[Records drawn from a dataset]
⟨

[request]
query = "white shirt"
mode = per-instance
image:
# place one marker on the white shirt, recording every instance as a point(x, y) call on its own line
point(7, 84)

⟩

The answer should be an exact reproduction of all the entries.

#### Result for this exercise
[request]
query = "white shirt"
mode = per-instance
image:
# place one marker on the white shirt, recording every instance as a point(x, y) call on its own line
point(7, 84)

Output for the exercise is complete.